[Items from a data source]
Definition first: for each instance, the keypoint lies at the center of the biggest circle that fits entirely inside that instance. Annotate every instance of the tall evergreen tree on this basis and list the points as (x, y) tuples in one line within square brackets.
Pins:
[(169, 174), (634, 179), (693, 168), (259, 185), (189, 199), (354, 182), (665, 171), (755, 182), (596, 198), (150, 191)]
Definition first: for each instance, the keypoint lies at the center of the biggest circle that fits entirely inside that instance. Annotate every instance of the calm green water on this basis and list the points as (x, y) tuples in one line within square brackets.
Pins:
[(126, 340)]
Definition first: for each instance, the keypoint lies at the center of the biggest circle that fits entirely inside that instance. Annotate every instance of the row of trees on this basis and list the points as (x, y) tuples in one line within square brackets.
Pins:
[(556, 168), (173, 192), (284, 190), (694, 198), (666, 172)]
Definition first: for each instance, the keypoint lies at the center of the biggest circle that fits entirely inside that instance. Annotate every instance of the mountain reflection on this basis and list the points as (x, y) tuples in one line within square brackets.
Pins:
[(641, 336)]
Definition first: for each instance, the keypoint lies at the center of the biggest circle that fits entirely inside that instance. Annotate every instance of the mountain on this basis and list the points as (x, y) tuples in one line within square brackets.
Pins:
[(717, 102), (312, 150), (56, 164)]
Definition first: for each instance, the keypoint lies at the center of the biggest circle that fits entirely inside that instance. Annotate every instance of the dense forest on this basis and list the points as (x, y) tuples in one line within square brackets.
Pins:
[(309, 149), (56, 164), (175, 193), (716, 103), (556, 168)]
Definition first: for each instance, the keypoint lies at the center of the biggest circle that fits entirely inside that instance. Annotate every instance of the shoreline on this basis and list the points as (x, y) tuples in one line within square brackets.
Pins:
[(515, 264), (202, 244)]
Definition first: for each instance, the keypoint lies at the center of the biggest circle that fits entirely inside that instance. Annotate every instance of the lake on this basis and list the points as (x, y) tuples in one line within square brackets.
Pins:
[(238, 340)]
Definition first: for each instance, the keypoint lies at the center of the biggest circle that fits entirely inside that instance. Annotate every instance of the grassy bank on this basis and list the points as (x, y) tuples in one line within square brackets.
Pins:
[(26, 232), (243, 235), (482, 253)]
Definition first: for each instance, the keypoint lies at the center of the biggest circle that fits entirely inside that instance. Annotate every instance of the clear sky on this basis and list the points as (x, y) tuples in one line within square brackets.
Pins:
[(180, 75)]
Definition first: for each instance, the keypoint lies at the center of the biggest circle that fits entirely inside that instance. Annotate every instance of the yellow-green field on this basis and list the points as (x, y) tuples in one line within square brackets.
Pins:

**To do:** Would you please give all of the records again exactly as they stand?

**Task response:**
Definition first: for each instance, the keypoint lies at the center of the biggest circle that fits entirely inside that instance. Annotate every instance of the tall evergreen tree on this basis and list the points as (x, y) tuples in one line within square brackets.
Pins:
[(169, 174), (634, 179), (693, 168), (259, 185), (189, 199), (354, 182), (665, 171), (755, 182), (596, 198), (150, 191)]
Definition first: for each instance, the keypoint lies at the center of the biggest circle that fits entirely inside that instance. Annotate every instance of the calm green water on this basis and list the points as (x, y) tuples in one line within square brackets.
Pins:
[(126, 340)]
Definition first: for each instance, the keypoint lies at the center of the biggest circle that fits entirely inside that instance. Annotate every instance of the row of trees on this basis and list the points as (x, y) tuples in one line within square brackets.
Pins:
[(556, 168), (173, 192), (284, 190), (694, 198), (666, 172)]
Definition first: for each instance, the keypoint lies at the center of the biggest circle that fits entirely inside that instance. Annotate every instance of the mountain reflection on this basis and list the points as (x, y) tuples in one line within square brackets.
Pins:
[(641, 336)]
Definition first: for each instance, the keypoint lies at the center of the biggest circle that fits entirely inside that instance. Annotate every instance of the mountain on this basis and list the points as (x, y) tuples in one line within square brackets.
Pins:
[(717, 102), (312, 150), (56, 164)]
Definition first: for each instance, the keypoint lies at the center of the biggest circle that fits entirely inside that instance. Annotate every instance of the dense forest on this basis and list the points as (x, y) tuples in one line within square brackets.
Pins:
[(309, 149), (56, 164), (175, 193), (716, 103), (556, 168)]
Definition first: for each instance, the keypoint lies at the center of the biggest circle that fits entirely inside that instance. Annotate every instance of the shoreline on this basis and list the points as (x, y) tuples in one line within square brackets.
Pins:
[(515, 264), (202, 244)]
Definition first: for each instance, the keypoint lies at the center of the biggest circle that fits entirely inside that instance. Annotate every instance of the lake on this basis and list the points as (x, y) tuples in one line within square brackets.
Pins:
[(238, 340)]
Definition first: for each instance, the keypoint lies at the center of the biggest circle that fits entirely inside that instance. Annotate every instance of the grassy bank on this basis and list the points as (x, y) tuples in one line within square brackets.
Pins:
[(26, 232), (243, 235), (482, 253)]
Definition first: for each instance, the keypoint lies at the center of the biggest circle that fits entirely inside that instance. Annotate every instance of the clear sky on this basis and list the points as (x, y) tuples in one line within square brackets.
Pins:
[(180, 75)]
Definition first: for each instance, the keypoint lies at the center of the biggest circle that fits entirely inside that instance. Annotate every instance of the yellow-green field on this basis and list the points as (x, y) tuples in one line within square brackets.
Pins:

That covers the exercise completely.